══ AVAILABLE RECORDS ══

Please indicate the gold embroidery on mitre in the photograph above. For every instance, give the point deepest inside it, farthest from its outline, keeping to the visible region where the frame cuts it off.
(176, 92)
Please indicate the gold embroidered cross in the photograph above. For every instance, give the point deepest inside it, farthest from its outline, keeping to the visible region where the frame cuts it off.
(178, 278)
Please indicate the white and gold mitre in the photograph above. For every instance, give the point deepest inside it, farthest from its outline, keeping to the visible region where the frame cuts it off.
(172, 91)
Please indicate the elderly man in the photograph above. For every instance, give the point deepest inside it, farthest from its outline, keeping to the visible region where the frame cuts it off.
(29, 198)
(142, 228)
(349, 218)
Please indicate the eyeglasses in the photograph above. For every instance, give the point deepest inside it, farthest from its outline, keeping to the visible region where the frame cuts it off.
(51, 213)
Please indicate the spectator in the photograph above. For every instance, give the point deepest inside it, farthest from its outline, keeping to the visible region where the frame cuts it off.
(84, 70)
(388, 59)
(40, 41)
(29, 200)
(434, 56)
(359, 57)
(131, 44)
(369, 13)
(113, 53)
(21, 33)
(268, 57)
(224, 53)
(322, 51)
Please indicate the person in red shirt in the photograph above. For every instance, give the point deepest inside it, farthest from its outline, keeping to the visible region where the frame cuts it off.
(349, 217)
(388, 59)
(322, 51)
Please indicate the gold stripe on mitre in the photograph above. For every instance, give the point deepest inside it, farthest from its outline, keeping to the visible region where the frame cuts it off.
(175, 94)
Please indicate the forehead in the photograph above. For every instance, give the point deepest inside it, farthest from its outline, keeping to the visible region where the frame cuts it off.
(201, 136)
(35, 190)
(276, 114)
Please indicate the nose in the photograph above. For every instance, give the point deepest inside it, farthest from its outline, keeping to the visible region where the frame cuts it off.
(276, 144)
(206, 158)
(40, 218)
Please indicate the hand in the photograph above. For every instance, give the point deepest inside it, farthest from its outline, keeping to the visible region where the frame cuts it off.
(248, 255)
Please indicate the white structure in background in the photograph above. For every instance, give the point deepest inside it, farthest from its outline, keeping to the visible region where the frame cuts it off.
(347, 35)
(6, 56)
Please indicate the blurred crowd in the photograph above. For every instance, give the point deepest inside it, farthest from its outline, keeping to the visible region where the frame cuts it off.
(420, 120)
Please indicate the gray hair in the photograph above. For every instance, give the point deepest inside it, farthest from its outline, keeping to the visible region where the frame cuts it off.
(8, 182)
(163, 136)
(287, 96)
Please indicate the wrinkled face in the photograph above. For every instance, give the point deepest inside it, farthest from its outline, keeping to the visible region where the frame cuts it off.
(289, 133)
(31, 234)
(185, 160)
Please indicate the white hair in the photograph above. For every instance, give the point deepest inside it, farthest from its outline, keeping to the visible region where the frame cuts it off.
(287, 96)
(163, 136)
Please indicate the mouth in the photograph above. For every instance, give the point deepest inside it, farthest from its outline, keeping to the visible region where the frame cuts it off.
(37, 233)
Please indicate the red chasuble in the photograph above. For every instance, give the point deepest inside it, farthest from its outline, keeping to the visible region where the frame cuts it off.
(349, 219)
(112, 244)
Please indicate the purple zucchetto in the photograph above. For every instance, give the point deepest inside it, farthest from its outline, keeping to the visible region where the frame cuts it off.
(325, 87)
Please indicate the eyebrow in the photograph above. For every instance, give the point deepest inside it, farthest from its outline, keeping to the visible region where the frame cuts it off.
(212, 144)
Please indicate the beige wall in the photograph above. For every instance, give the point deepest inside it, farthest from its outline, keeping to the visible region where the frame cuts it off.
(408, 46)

═══
══ AVAILABLE RECORDS ══

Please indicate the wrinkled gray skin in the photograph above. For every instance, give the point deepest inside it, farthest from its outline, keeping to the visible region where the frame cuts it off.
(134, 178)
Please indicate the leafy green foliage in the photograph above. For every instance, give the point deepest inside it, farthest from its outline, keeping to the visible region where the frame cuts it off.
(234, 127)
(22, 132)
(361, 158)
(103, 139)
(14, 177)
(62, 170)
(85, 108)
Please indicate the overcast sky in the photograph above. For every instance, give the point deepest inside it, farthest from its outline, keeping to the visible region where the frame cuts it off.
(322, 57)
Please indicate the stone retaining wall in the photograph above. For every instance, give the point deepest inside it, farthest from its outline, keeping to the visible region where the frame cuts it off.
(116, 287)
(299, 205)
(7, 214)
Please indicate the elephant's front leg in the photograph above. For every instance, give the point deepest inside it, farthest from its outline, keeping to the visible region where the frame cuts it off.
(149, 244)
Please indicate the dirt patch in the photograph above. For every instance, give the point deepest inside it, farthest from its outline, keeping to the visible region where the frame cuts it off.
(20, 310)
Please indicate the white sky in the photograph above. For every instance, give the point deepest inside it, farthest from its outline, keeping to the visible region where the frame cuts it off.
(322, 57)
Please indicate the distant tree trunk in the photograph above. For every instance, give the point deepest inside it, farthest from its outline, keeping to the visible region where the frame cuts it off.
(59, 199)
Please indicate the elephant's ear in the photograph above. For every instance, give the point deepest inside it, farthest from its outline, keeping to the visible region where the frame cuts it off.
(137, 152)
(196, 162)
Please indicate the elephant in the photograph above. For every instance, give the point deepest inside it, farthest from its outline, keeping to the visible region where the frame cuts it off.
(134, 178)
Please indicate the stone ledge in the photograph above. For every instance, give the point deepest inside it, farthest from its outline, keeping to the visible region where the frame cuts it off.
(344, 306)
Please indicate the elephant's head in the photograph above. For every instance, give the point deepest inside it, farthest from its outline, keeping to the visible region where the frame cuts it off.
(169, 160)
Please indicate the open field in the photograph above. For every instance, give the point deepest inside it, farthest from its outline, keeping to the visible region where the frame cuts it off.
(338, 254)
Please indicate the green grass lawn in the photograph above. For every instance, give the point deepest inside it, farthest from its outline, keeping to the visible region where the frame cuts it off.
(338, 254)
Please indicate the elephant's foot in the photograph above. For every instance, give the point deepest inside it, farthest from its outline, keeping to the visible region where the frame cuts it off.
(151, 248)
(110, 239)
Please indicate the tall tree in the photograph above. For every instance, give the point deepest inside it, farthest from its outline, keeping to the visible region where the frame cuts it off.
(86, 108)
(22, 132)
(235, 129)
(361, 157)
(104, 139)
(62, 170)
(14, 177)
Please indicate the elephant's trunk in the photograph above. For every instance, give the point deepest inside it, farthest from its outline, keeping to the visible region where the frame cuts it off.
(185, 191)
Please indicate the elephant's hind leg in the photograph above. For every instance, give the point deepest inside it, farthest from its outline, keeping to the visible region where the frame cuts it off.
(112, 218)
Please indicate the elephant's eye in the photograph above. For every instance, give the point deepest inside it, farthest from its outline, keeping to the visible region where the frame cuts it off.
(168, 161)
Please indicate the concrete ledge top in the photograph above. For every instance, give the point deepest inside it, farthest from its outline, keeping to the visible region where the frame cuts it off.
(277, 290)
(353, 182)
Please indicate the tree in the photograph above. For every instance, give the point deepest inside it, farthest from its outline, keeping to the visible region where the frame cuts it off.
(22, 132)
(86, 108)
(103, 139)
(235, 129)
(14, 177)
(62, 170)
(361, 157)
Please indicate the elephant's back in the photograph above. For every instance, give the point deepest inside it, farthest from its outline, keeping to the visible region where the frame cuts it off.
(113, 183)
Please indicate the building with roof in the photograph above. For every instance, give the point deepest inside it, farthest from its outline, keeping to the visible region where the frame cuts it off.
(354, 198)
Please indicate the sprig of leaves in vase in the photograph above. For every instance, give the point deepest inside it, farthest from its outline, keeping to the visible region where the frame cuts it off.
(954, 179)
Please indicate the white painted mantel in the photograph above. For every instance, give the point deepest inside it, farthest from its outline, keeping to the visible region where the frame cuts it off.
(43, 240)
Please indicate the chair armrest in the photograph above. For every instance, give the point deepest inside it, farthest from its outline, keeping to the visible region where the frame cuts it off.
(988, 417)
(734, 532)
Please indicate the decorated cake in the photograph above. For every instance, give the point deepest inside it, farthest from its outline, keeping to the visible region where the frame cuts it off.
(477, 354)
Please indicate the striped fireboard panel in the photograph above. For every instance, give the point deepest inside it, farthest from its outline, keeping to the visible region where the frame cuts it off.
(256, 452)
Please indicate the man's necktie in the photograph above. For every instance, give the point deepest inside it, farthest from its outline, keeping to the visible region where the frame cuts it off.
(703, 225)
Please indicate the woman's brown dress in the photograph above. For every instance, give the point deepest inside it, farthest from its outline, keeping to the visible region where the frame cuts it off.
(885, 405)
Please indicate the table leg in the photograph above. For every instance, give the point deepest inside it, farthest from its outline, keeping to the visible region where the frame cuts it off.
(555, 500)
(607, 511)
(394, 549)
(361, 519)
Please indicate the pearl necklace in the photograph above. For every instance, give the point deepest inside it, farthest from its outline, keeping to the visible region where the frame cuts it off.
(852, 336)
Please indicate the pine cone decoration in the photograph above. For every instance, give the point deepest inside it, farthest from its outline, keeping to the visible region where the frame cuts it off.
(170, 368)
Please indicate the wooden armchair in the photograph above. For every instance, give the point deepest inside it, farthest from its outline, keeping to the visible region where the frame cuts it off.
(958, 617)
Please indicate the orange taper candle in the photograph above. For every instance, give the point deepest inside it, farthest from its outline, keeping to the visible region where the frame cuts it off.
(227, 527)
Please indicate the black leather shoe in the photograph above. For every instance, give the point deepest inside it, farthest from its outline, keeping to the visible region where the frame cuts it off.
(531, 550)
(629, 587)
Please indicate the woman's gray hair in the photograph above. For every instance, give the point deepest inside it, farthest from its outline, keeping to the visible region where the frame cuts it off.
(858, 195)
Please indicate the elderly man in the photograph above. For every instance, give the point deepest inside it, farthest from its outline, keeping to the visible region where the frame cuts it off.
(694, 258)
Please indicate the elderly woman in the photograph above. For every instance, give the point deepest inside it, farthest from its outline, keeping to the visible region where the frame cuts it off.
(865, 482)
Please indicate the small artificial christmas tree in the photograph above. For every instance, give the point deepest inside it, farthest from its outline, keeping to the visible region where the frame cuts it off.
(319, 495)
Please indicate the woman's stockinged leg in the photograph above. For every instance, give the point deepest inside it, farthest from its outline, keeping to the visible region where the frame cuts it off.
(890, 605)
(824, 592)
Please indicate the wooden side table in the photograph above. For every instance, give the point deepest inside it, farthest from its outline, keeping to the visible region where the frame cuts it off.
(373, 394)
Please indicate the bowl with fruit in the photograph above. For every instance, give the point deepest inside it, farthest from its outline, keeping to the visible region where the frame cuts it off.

═══

STATED EXERCISE ->
Show every line of the records that contains the string "trunk", with case counting.

EXERCISE OUTPUT ->
Please indicate the distant tree trunk in the photograph above. For every instance, give the point deepest inside it, farthest from its outline, keeping to the visible region where the frame cuts it off.
Please indicate the elephant's trunk in the photograph above. For every instance, give the point deepest inside it, farthest from its outline, keeping to the visible region where the frame cuts it off.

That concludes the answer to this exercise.